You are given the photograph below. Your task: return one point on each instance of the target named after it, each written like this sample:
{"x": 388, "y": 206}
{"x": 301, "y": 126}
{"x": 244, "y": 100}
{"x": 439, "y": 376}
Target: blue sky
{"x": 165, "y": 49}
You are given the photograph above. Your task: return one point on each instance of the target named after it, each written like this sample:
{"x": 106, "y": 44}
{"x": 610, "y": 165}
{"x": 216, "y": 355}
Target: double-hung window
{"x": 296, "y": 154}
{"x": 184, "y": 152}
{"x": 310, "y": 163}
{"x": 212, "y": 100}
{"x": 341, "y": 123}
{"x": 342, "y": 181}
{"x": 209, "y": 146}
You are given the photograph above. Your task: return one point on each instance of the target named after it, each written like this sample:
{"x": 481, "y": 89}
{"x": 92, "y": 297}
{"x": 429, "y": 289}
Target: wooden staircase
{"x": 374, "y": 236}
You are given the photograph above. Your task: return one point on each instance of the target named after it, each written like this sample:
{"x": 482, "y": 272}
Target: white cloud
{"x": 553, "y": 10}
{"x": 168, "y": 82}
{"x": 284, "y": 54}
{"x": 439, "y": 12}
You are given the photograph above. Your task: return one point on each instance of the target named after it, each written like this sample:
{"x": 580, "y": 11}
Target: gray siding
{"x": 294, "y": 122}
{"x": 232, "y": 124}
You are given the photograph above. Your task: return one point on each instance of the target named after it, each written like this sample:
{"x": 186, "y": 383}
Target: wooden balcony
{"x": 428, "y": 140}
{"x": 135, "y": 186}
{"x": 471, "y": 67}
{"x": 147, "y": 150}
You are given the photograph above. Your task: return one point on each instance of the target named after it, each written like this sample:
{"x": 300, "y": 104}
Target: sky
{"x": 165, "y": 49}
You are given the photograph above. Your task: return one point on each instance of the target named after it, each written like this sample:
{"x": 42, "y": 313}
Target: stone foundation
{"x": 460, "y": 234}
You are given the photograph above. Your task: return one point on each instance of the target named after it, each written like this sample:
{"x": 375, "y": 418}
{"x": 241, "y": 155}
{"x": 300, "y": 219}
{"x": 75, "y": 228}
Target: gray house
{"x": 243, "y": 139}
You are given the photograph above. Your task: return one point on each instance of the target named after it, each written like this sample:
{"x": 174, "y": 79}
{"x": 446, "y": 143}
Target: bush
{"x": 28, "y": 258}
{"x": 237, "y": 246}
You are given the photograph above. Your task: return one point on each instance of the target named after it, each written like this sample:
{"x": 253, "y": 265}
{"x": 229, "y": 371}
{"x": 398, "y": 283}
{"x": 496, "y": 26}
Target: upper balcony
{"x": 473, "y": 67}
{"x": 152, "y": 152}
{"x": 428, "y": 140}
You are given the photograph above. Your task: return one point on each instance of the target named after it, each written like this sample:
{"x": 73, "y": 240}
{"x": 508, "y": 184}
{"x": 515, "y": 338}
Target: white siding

* * *

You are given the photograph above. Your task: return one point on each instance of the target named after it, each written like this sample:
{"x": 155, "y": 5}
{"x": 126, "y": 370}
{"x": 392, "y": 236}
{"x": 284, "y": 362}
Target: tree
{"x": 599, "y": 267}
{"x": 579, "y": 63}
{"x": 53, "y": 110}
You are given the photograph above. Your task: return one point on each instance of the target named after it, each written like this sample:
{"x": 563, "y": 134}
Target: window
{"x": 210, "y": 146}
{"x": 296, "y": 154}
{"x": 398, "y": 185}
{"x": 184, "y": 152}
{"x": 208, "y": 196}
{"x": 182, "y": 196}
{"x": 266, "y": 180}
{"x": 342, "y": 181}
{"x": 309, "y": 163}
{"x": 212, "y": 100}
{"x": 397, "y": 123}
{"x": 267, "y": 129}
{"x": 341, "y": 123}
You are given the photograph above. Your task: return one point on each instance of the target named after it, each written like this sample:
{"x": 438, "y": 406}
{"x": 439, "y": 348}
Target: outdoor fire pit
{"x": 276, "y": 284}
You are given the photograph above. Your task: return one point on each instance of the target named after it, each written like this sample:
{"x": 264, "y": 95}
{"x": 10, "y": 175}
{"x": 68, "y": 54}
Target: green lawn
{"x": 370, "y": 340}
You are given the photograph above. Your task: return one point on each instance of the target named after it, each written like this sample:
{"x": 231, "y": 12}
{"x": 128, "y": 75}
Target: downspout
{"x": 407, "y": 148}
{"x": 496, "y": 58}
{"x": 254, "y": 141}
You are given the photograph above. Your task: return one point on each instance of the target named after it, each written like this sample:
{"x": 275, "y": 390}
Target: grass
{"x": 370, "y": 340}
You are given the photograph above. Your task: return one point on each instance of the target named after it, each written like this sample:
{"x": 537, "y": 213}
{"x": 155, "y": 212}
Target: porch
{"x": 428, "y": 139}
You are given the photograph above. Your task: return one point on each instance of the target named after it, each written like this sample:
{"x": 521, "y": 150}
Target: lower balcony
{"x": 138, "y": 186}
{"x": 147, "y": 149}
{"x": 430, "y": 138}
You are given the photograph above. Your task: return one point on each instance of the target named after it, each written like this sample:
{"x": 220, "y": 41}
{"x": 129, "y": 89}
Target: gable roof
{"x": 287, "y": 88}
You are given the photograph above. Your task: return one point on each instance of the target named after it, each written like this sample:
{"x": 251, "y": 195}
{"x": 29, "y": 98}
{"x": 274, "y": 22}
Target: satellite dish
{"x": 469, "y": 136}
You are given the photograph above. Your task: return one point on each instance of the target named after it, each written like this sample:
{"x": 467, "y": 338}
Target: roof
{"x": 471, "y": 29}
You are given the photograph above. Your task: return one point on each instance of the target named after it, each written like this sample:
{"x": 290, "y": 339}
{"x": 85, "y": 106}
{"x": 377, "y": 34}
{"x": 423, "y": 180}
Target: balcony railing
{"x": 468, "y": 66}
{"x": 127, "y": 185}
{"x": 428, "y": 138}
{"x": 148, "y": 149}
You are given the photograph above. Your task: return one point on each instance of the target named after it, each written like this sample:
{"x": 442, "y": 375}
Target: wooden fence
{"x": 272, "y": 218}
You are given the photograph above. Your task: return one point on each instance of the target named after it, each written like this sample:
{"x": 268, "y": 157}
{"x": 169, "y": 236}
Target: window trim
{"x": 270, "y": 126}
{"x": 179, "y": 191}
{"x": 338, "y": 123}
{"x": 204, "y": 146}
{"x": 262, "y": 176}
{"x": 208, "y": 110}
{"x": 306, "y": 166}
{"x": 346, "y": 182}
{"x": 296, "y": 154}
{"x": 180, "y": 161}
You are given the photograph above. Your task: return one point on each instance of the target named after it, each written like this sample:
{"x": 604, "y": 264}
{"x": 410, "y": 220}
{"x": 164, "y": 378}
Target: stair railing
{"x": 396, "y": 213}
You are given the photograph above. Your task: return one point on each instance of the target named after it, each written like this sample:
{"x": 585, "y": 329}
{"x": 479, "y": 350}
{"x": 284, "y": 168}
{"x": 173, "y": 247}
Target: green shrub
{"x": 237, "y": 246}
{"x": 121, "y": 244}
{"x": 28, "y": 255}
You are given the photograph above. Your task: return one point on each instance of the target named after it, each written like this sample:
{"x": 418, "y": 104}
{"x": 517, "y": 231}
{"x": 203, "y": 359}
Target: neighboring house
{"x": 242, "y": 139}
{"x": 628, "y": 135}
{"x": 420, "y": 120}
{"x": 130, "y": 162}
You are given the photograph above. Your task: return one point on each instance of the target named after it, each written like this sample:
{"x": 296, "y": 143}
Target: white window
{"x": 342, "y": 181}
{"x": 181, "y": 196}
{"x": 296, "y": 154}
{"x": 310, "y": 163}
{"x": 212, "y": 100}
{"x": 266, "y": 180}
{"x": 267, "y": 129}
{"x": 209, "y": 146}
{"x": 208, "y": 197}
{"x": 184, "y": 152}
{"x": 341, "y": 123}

| Problem |
Please pull out each line of the data above that contains the word "wooden".

| Answer to the problem |
Target: wooden staircase
Target: wooden balcony
Target: wooden fence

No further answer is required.